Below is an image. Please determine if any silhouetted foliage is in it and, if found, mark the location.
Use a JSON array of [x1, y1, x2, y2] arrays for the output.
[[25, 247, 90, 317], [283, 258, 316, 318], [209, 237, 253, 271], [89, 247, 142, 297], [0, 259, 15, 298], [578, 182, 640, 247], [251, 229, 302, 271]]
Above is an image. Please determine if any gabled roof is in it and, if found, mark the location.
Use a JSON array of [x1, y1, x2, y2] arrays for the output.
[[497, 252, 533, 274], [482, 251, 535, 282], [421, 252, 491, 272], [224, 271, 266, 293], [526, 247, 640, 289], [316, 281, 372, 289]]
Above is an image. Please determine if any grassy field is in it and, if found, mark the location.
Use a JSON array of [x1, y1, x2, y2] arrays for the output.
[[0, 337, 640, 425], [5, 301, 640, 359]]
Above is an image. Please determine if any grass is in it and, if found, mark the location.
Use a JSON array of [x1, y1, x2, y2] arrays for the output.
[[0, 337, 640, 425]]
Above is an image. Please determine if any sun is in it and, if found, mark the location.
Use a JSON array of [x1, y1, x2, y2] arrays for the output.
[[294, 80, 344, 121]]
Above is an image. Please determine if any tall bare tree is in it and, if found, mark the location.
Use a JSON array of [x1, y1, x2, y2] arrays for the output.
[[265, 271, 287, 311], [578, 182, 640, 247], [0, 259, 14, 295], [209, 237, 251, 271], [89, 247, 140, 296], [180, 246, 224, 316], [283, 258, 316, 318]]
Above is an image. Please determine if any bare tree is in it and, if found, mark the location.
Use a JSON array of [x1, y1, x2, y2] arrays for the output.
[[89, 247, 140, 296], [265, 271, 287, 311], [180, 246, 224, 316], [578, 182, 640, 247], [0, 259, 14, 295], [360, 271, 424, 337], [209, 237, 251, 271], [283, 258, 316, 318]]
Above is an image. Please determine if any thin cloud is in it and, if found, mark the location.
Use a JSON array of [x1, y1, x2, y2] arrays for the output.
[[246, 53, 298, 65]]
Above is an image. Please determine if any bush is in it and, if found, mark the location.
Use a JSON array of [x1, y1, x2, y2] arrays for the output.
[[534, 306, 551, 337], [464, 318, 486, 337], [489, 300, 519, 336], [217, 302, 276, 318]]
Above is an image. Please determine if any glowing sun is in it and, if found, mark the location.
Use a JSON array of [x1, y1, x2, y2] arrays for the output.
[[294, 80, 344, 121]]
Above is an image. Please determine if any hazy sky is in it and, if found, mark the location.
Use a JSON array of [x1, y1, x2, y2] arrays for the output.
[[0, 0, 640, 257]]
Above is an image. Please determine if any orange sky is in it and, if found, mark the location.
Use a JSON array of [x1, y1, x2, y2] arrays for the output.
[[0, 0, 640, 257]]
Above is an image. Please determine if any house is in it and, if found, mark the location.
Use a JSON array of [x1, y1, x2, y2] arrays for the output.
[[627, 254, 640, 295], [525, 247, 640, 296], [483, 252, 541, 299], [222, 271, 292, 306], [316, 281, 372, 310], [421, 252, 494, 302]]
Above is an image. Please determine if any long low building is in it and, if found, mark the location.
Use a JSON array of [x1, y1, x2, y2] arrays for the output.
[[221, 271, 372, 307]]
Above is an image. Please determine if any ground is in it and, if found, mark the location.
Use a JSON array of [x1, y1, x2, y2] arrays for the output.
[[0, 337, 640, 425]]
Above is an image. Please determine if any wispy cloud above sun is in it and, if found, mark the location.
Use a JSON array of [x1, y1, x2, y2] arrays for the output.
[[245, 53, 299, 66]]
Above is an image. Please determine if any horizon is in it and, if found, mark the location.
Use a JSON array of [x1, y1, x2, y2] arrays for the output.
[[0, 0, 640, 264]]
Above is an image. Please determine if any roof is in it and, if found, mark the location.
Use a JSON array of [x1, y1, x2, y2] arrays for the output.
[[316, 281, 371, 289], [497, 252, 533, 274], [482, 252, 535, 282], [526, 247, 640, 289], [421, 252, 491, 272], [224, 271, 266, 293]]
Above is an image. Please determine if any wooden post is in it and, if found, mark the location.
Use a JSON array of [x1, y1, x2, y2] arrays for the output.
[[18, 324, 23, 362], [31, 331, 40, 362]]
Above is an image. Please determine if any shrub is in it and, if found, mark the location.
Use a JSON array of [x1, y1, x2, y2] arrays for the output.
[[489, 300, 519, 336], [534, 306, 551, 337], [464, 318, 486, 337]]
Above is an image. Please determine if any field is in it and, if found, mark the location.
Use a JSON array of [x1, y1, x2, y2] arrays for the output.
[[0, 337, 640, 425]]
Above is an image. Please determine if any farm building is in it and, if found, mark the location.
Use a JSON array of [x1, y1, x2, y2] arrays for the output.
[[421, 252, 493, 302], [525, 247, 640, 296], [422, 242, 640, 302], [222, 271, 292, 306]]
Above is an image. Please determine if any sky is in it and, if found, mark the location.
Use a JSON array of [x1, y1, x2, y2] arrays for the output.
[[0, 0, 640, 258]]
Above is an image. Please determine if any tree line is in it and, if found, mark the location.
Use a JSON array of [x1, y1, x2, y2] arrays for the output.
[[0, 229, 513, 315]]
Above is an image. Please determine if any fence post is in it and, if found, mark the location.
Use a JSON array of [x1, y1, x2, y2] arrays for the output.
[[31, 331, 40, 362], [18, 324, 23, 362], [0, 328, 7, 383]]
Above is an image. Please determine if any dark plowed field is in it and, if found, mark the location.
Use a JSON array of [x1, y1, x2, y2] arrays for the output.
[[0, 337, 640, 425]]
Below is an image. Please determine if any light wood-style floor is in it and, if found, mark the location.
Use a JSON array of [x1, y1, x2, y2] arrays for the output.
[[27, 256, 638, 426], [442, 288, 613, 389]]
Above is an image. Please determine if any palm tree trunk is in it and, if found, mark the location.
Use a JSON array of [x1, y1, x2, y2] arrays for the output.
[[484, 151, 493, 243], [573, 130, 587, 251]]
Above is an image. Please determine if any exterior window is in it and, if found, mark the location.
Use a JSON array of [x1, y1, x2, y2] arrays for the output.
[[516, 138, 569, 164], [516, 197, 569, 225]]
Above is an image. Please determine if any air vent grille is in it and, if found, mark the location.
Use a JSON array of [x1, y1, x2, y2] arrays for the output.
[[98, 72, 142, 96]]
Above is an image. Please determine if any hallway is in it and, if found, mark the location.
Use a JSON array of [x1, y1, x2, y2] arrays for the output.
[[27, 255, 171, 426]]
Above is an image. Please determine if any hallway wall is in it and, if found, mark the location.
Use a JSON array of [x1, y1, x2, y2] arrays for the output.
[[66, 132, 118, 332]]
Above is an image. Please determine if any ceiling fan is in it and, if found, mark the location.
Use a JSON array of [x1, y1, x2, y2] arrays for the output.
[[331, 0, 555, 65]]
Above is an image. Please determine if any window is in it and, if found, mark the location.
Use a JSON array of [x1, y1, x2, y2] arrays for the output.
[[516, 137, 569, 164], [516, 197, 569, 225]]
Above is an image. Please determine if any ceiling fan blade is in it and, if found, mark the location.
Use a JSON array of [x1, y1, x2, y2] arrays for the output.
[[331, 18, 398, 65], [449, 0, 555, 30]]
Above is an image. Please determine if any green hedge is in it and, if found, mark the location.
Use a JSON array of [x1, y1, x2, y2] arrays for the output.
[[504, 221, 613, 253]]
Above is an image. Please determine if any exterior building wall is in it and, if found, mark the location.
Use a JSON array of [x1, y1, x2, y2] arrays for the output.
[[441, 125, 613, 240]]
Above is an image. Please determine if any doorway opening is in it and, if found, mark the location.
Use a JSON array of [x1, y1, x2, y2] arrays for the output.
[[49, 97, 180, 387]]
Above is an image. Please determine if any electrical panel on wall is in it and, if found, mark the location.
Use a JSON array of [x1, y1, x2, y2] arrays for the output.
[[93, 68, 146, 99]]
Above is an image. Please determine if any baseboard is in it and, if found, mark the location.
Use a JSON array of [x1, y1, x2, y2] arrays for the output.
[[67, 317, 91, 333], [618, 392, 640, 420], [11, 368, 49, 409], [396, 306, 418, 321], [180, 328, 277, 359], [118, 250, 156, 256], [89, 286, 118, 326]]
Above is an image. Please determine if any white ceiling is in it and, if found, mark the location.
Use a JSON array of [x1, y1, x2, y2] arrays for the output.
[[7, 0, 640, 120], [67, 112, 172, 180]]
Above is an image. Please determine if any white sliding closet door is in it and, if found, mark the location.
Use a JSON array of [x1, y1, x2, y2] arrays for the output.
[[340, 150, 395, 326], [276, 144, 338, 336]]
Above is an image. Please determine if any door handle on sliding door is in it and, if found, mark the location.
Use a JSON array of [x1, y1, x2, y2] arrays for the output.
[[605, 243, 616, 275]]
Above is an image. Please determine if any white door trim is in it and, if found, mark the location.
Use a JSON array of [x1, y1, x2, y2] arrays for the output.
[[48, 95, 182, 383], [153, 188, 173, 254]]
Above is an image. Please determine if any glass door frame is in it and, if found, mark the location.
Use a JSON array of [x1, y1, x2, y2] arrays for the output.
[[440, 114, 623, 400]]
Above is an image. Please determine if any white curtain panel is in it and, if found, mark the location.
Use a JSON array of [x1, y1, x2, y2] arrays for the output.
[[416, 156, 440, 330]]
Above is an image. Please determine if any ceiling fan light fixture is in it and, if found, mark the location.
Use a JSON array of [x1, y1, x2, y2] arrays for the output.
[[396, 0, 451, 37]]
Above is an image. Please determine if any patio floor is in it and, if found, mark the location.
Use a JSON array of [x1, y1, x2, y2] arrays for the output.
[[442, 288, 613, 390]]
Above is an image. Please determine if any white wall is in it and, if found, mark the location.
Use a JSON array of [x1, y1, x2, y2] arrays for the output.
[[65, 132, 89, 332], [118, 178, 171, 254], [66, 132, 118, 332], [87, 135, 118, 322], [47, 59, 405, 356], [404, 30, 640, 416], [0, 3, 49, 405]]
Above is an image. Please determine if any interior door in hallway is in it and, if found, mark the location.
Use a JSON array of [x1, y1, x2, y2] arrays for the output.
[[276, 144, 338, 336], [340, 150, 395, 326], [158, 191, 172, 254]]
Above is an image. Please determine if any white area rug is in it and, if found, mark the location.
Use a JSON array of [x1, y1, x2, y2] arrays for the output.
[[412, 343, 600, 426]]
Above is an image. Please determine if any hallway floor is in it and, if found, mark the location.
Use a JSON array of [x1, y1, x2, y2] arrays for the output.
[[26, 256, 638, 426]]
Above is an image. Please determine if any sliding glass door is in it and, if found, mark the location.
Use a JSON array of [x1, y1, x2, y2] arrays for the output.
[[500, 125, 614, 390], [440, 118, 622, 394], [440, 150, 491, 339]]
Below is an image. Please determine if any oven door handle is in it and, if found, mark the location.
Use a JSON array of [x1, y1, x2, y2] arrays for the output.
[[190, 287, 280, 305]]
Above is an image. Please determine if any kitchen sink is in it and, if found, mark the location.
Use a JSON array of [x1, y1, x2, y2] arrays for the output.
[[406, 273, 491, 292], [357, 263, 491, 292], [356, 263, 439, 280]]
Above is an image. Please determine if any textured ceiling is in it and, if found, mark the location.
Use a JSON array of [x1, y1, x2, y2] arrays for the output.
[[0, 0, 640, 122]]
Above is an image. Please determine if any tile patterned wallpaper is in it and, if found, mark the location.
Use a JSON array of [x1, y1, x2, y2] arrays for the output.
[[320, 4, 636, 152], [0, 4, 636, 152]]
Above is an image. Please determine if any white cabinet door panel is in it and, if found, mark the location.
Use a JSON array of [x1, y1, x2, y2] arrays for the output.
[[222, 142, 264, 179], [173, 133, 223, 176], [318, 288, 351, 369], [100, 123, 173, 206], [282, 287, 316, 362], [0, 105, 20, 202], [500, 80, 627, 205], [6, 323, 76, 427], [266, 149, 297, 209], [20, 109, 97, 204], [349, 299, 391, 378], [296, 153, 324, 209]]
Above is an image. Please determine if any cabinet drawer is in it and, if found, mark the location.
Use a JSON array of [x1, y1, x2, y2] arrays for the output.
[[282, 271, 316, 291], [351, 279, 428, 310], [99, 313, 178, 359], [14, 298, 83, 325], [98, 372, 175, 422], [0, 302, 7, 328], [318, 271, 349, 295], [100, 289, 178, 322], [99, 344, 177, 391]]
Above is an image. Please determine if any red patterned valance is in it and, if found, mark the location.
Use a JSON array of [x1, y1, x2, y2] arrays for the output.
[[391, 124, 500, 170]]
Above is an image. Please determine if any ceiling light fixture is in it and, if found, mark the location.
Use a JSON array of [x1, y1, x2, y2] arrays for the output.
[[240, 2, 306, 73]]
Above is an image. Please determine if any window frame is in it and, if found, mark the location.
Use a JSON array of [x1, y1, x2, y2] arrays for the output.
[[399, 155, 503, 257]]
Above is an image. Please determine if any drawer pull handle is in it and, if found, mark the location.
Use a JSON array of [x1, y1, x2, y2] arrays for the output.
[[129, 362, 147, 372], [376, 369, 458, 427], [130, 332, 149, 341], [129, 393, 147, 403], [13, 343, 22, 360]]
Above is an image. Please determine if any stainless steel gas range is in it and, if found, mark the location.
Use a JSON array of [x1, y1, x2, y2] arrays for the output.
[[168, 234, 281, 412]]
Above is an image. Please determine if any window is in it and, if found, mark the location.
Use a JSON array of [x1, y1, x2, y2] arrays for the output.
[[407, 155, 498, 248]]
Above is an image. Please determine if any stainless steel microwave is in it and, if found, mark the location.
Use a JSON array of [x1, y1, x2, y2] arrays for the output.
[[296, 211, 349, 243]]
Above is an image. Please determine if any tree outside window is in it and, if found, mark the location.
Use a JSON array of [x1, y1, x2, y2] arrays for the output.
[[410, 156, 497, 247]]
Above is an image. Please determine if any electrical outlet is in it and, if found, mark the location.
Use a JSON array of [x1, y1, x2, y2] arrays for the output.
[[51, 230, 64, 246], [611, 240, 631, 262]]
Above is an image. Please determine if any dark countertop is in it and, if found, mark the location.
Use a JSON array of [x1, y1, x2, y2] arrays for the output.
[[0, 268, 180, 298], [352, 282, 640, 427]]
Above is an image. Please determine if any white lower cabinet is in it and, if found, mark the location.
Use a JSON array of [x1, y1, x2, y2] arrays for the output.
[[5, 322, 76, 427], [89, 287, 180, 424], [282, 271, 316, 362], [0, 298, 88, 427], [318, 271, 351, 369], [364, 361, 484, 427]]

» Problem requirements: Present the listing as a Markdown table with two columns, "Row" (a running number) and "Entry" (the line itself), with blank lines left out. Start at the line that contains "Above is an image. Please determine if any orange" and end after the line that contains "271, 266, 293]]".

» Response to this task:
| Row | Entry |
|---|---|
| 1 | Above is an image. Please determine if any orange sky is in it and, if found, mark the location. |
| 2 | Use a JSON array of [x1, y1, x2, y2] arrays for the output. |
| 3 | [[0, 0, 640, 257]] |
| 4 | Above is an image. Please determine if any house is in it and, if found, mark the location. |
| 5 | Use a JSON array of [x1, y1, x2, y2] arrays for the output. |
| 6 | [[627, 254, 640, 295], [525, 247, 640, 296], [483, 252, 541, 299], [222, 271, 292, 306], [316, 281, 372, 310], [421, 252, 494, 302]] |
| 7 | Above is an image. Please determine if any long low building is in it and, if found, mark the location. |
| 8 | Use a JSON array of [x1, y1, x2, y2] arrays for the output. |
| 9 | [[221, 271, 372, 307]] |
| 10 | Above is an image. Please determine if any ground is in it and, if found, mark the location. |
| 11 | Use a JSON array of [x1, y1, x2, y2] arrays for the output. |
| 12 | [[0, 337, 640, 425]] |
| 13 | Above is an image. Please determine if any wispy cloud above sun is in it and, if found, mark the location. |
| 14 | Use a JSON array of [x1, y1, x2, y2] arrays for the output. |
| 15 | [[245, 53, 299, 66]] |
| 16 | Above is an image. Please determine if any horizon is in it and, if found, mark the location. |
| 17 | Use a JSON array of [x1, y1, x2, y2] arrays for the output. |
| 18 | [[0, 0, 640, 264]] |
| 19 | Above is an image. Please determine if any roof is in it and, if found, mark the location. |
| 20 | Use a JSON array of [x1, y1, x2, y2] arrays for the output. |
| 21 | [[316, 281, 371, 289], [497, 252, 533, 274], [482, 252, 535, 282], [526, 247, 640, 289], [421, 252, 491, 272], [224, 271, 266, 293]] |